• _Instruction 1_
Answer these questions from the judgment below:
(a) On what date did the Master again order that judgment be entered for the plaintiff in each action?
(b) Under which rule does an appeal from the Master's orders lie to the Full Court?
(c) Which judge reviewed the different kinds of appeal in Wigg v Architects Board?

** Start Source document **

Cooper v Cwlth Bank; Marshall v Cwlth Bank No. Scgrg-95-242, Scgrg-95-240 Judgment No. S6585

Case

[1998] SASC 6585

20 March 1998

No judgment structure available for this case.

COOPER V COMMONWEALTH BANK OF AUSTRALIA

MARSHALL V COMMONWEALTH BANK OF AUSTRALIA

Full Court
Coram: Doyle CJ Cox & Williams JJ

Williams J

The respective defendants in two actions have brought these appeals against a decision of a Master whereby he ordered that summary judgment be entered for the plaintiff bank in accordance with SCR25.02.

On 29 November 1995 the plaintiff bank made an application in each action seeking summary judgment against the defendants as guarantors of a debt (the amount of which as at 14 February 1995 was alleged to be $1087814.80).  The two applications have been dealt with together.  On 23 February 1996 summary judgment in each case was obtained on a Master’s order. On 28 February 1997 the Full Court (Judgment NoS6028) allowed the defendants’ appeals ("the first appeals") against these orders and remitted the matters to the Master for further hearing ("the second hearing").  On 22 August 1997 the Master (after receiving further evidence and submissions) again ordered that judgment be entered for the plaintiff in each action; from those orders the defendants now appeal ("the second appeals").

As the orders of the Master finally determined matters at issue an appeal lies to the Full Court in accordance with SCR106.05(1).  That rule incorporates the provisions of SCR95.

The appellants contend that the reasons given by the Master on 22 August 1997 were insufficient in that they did not deal with all arguments which were addressed to the Master upon the second hearing.  Upon that basis, the appellants (having identified this flaw) argue that the applications should be sent back for further hearing or alternatively that the matters should proceed to trial in the ordinary course.

In my opinion, this submission is misconceived.

In this instance this Full Court is exercising an appellate jurisdiction in which, in order to succeed it is necessary for the appellants to demonstrate error on the part of the Master in reaching his decision.

In Wigg v Architects Board (1984) 36 SASR 111 Cox J at 112-116 reviewed the different kinds of appeal which may be created and he drew attention to the discussion of this topic by Mason J in Builder Licensing Board v Spurway Constructions (1976) 135 CLR 616.

It seems to me that an appeal in the present circumstances is probably an appeal by way of re-hearing upon the documents but with a special power to receive further evidence on appeal (see Wigg at 113). If the parties by consent had brought these appeals to a single judge pursuant to SCR106.05(2)(c) then in accordance with SCR97 the appeal would have been by way of re-hearing and I am inclined to the view that the situation should not be different before the Full Court. However, whether the appeal be a strict appeal or whether it is a re-hearing on the documents the result will not be different in the present case. The facts are not in dispute. It is apparent that the Master did address questions of accounting between the parties and his decision must be given appropriate weight (see In re Flinders Trading Co (1977) 20 SASR at 28 per Sangster J). There is a question of law which upon the face of the Master’s reasons has been left unresolved. It will be necessary for this Full Court to consider that question together with the other arguments of the appellants in order to decide whether there is appealable error in the Master’s decision.

** End Source document **
** Start Data for processing **

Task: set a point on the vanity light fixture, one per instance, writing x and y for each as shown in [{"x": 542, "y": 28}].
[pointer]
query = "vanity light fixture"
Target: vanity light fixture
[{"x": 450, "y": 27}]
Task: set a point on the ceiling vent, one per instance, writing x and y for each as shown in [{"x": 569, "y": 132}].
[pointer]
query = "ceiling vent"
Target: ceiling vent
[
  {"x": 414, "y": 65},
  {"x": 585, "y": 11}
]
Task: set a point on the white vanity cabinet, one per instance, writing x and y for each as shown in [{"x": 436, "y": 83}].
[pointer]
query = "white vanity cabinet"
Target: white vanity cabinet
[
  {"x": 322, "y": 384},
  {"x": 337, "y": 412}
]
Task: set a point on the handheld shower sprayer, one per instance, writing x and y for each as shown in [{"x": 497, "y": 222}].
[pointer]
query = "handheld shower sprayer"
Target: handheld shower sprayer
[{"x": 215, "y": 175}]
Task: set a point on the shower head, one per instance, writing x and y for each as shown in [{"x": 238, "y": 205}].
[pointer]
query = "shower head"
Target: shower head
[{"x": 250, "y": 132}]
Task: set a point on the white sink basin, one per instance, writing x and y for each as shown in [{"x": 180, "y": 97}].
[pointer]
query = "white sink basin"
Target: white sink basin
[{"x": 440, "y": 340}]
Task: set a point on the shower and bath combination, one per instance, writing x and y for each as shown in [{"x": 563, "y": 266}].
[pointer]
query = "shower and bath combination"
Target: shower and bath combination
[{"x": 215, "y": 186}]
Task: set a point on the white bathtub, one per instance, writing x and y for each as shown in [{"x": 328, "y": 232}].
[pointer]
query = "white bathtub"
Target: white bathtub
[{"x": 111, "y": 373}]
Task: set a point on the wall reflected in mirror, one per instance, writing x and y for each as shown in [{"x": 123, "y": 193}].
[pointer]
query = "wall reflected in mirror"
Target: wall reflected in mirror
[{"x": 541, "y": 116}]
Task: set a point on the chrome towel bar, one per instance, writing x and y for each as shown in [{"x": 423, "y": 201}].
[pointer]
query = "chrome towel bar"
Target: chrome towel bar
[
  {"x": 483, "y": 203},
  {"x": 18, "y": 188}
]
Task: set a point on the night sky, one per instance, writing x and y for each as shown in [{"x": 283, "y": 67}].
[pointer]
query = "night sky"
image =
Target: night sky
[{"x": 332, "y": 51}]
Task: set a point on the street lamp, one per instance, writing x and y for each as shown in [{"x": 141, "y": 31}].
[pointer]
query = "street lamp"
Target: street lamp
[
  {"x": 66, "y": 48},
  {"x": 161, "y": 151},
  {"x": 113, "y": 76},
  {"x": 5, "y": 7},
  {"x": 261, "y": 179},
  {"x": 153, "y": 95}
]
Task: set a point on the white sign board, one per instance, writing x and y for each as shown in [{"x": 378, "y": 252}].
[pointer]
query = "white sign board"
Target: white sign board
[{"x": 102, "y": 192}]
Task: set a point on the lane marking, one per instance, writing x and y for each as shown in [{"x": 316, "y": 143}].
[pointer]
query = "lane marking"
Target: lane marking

** End Data for processing **

• _Instruction 2_
Find every line in the rows that contains the word "sprayer", and copy each of those lines. Case counts.

• _Complete answer 1_
(a) 22 August 1997
(b) SCR106.05(1)
(c) Cox J

• _Complete answer 2_
Task: set a point on the handheld shower sprayer, one per instance, writing x and y for each as shown in [{"x": 497, "y": 222}].
query = "handheld shower sprayer"
Target: handheld shower sprayer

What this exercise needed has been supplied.